**Given exercise:** Copy the records below word for word, leaving every line unchanged.

**Region annotation entries:**

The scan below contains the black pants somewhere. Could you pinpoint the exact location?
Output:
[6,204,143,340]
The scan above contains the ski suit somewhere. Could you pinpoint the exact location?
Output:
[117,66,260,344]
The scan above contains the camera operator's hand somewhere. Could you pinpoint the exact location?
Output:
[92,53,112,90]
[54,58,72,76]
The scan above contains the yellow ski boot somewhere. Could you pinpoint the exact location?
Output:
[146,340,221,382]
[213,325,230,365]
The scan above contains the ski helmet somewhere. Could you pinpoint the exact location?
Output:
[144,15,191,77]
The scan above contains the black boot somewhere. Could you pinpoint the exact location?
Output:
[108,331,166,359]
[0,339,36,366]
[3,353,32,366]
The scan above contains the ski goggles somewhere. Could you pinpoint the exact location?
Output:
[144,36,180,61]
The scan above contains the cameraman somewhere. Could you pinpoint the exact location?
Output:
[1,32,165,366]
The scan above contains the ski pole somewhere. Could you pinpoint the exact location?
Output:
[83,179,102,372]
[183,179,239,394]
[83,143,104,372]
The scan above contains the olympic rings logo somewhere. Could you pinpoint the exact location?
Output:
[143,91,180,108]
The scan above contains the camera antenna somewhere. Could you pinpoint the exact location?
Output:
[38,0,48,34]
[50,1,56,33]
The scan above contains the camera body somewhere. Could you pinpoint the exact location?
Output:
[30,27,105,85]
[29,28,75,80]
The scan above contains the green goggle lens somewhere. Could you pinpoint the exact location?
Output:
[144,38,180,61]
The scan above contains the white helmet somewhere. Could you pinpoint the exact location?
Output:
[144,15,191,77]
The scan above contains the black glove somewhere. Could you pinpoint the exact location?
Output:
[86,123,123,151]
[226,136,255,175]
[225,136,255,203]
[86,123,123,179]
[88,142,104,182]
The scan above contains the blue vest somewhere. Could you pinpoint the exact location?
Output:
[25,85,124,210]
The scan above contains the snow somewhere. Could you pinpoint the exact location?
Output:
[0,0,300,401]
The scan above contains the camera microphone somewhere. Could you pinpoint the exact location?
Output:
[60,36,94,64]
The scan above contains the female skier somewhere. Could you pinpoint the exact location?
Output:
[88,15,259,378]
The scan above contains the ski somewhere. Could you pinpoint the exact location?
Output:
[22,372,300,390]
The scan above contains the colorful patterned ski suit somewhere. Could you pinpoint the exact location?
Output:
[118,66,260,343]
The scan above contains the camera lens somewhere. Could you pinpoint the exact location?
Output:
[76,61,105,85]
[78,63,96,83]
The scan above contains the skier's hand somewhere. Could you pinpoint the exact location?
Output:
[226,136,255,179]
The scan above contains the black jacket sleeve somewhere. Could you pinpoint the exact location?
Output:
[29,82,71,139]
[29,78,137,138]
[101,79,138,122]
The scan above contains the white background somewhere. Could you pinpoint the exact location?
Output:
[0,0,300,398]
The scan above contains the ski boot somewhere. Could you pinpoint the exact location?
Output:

**Answer to this problem:**
The scan below contains the black pants somewhere. Could you pinpoint the exact location?
Output:
[6,204,143,340]
The scan above contains the ski suit somewhere. Could you pinpoint the exact location?
Output:
[117,66,260,344]
The scan above contains the camera operator's hand somewhere. Could you pinpoint the exact location?
Output:
[92,53,112,90]
[54,58,72,76]
The scan above contains the yellow ski boot somewhere. Could you pinpoint the exact location?
Output:
[146,340,221,382]
[213,325,230,365]
The scan above contains the ski helmet somewhere. Could you pinpoint the exact location?
Output:
[144,15,191,77]
The scan above contains the black boot somewhere. Could you pinpoint the exact location?
Output:
[108,331,166,359]
[0,339,36,366]
[3,353,32,366]
The scan above contains the ski goggles somewhere. Could you pinpoint the exact location?
Output:
[144,36,180,61]
The scan above contains the cameraman somewhere. Could you pinpoint the exact location?
Output:
[1,32,165,366]
The scan above contains the ski pole somewhere. Could you pinpoint the exact location?
Output:
[83,179,102,372]
[183,179,239,394]
[83,143,104,372]
The scan above contains the olympic rings logo somewhere. Could you pinpoint the exact location?
Output:
[143,91,180,108]
The scan above contains the camera antenna somewhere. Could you pinpoint the exact location?
Output:
[38,0,48,34]
[50,1,56,33]
The scan above contains the camera body somewhere. Could you pinpoint the exact location?
Output:
[30,27,105,85]
[29,28,75,80]
The scan above contains the green goggle lens somewhere. Could you pinpoint the exact location?
Output:
[144,38,180,61]
The scan above contains the white helmet somewhere. Could you pinpoint the exact location?
Output:
[144,15,191,77]
The scan above contains the black glove somewhere. Could you pinpoint the exact location?
Output:
[86,123,123,151]
[226,136,255,175]
[225,136,255,203]
[86,123,123,179]
[88,142,104,182]
The scan above contains the blue vest somewhere. Could you pinpoint the exact location?
Output:
[25,85,124,210]
The scan above contains the snow somewhere. Could you pinpoint the exact location?
Output:
[0,0,300,401]
The scan above contains the camera microphone somewhere. Could you pinpoint the exact location?
Output:
[60,36,94,64]
The scan above contains the female skier somewhere. Could you pinpoint the exact location?
Output:
[88,15,259,378]
The scan above contains the ski somewhere. Could you pinpoint the exact location?
Output:
[22,372,300,390]
The scan above contains the colorful patterned ski suit somewhere. Could you pinpoint the exact location?
Output:
[118,66,260,343]
The scan above contains the camera lens somewhere. Could you pinpoint the exact location?
Output:
[76,61,105,85]
[78,63,96,83]
The scan above contains the skier's hand somewhere. Could you pinpoint the exact location?
Output:
[226,136,255,179]
The scan above contains the black jacket sleeve somewhere. Could you pinpoint the exact location?
Output:
[29,82,71,139]
[29,78,137,138]
[101,79,138,122]
The scan above contains the white background somewhere. Could you pinpoint the exact location?
Output:
[0,0,300,398]
The scan above contains the ski boot somewhere. Could you pinpoint the exact location?
Output:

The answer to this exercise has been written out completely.